#### [Short problem]
Rewrite the data below from the line containing "Target: apartment building" through the line containing "x=561 y=269", both included, and give back only those lines, the request among them. Scale each x and y coordinate in the answers by 1.2 and round it to a whole number, rounding halves up.

#### [Provided data]
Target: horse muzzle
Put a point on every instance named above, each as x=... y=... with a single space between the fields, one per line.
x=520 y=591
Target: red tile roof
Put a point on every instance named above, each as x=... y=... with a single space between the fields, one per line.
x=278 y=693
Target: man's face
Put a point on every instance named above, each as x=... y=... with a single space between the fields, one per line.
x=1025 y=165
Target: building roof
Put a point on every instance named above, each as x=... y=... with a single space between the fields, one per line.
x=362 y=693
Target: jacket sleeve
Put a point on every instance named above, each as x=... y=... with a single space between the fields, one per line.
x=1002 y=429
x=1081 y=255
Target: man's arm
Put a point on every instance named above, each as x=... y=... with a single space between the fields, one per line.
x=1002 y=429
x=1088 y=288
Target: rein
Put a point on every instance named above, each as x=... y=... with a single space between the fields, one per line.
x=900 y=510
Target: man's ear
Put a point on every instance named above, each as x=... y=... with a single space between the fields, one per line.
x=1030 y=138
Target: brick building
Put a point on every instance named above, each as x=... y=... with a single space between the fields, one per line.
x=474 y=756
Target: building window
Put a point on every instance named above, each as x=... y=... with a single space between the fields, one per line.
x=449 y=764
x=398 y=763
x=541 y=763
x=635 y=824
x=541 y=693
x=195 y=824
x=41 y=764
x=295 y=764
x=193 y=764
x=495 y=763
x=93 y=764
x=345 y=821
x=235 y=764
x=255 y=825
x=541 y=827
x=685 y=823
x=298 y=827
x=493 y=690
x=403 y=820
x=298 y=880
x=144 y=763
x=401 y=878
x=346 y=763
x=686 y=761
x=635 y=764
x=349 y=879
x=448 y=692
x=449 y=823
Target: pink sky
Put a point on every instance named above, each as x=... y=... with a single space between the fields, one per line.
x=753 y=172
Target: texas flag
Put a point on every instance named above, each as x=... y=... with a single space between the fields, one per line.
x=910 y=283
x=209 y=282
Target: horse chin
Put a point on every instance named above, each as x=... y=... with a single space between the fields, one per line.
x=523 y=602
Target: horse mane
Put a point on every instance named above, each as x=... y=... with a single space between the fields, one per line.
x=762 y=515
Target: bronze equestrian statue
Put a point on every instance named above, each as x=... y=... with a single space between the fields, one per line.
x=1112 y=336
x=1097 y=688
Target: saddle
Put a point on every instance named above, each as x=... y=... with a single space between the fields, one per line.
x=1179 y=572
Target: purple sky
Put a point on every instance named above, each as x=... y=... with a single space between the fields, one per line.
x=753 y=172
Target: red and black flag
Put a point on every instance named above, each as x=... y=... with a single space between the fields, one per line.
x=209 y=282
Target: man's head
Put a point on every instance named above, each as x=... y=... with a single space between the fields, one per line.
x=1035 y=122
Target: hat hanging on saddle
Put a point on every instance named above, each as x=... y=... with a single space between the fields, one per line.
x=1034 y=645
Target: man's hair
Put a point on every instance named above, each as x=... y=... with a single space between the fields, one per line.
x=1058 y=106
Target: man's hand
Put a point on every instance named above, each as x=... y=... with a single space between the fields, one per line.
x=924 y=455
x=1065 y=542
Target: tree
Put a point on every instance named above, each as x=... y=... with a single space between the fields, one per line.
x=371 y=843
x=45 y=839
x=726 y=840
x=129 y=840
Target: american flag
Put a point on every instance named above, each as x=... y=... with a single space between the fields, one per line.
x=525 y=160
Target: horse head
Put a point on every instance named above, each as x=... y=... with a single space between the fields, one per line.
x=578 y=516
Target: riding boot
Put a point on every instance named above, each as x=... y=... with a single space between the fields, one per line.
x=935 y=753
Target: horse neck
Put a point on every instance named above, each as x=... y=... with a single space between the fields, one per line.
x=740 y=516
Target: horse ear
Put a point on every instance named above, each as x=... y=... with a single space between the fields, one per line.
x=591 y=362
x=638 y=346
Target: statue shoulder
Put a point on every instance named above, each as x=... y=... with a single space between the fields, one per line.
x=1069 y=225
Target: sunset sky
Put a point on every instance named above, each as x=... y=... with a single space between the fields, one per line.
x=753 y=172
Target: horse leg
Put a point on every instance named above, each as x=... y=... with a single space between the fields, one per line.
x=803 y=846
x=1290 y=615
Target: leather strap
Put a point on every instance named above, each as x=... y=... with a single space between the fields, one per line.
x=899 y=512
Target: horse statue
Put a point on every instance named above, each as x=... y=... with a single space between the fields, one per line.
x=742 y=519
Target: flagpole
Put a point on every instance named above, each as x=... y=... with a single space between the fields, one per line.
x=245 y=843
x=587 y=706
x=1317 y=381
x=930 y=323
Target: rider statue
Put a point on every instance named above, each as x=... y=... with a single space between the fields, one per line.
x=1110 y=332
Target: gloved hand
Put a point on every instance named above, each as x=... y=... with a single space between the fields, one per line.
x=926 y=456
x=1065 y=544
==
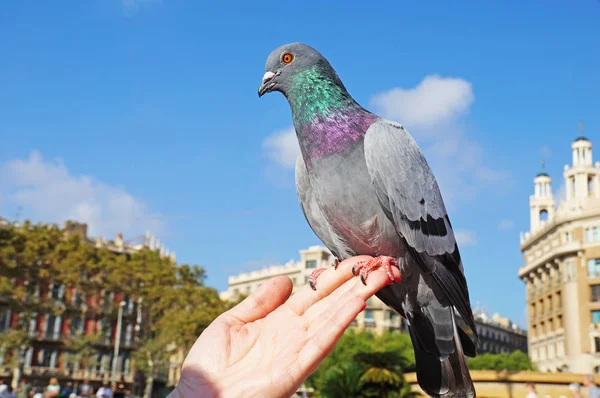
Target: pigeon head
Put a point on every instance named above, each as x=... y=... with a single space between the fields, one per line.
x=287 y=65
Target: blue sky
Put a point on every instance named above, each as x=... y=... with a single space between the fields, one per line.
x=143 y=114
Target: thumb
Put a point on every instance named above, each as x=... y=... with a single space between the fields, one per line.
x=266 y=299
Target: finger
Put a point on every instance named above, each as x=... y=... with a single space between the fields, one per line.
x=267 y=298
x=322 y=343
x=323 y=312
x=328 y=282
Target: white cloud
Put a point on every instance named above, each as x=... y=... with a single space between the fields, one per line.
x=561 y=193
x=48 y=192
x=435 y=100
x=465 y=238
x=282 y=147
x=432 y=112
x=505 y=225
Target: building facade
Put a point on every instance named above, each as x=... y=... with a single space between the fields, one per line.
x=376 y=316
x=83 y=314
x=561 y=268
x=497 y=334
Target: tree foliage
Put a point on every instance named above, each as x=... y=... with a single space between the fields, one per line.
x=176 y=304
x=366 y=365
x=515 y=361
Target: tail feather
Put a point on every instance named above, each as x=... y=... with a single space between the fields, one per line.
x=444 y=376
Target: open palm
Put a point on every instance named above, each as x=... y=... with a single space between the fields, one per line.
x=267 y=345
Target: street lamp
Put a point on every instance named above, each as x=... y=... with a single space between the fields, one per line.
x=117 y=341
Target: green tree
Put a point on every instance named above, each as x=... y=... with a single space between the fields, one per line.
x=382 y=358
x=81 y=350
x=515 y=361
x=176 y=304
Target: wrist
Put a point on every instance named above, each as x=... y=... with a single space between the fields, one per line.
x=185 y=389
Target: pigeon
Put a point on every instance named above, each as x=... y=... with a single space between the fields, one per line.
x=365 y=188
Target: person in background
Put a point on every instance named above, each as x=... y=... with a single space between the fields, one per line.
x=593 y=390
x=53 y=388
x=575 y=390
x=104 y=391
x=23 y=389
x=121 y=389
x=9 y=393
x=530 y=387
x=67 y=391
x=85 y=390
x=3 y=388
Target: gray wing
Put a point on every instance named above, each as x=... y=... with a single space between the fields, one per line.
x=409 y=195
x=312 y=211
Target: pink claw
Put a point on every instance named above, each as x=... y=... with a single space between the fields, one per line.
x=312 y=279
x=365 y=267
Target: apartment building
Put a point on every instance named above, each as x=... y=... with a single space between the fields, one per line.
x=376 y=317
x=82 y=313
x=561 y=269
* * *
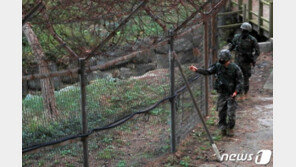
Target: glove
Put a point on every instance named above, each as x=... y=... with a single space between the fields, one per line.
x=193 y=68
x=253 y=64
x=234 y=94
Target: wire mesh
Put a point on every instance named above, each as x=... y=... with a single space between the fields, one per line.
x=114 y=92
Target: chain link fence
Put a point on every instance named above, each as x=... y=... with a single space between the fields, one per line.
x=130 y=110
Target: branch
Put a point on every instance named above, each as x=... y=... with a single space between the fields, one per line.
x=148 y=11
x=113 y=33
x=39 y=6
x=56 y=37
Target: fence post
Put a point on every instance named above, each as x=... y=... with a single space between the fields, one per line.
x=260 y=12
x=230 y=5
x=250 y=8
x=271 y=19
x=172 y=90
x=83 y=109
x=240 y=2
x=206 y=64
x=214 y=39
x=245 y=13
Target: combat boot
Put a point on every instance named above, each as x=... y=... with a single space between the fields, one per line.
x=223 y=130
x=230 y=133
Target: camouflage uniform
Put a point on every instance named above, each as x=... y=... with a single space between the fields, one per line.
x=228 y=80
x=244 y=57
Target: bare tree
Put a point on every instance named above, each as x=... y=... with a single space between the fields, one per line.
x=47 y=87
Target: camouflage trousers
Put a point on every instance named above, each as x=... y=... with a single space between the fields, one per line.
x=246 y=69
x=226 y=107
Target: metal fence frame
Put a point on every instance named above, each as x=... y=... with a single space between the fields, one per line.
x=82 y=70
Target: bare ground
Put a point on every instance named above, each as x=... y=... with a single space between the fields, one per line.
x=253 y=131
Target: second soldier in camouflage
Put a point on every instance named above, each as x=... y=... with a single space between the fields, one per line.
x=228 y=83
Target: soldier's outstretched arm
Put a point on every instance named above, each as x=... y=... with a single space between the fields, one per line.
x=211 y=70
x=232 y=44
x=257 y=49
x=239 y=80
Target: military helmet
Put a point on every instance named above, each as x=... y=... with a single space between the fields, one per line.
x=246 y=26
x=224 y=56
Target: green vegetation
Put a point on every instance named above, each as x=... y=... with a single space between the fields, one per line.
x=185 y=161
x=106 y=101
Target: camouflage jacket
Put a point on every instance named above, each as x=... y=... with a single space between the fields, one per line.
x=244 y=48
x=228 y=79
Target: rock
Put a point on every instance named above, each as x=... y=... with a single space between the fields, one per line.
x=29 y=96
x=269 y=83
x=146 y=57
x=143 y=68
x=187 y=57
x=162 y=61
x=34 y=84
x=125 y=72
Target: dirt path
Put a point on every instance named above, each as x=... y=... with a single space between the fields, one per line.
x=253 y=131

#### [Finished exercise]
Target: apartment building
Put a point on every instance named above, each as x=... y=... with a single space between the fields, one per line.
x=451 y=380
x=98 y=376
x=673 y=323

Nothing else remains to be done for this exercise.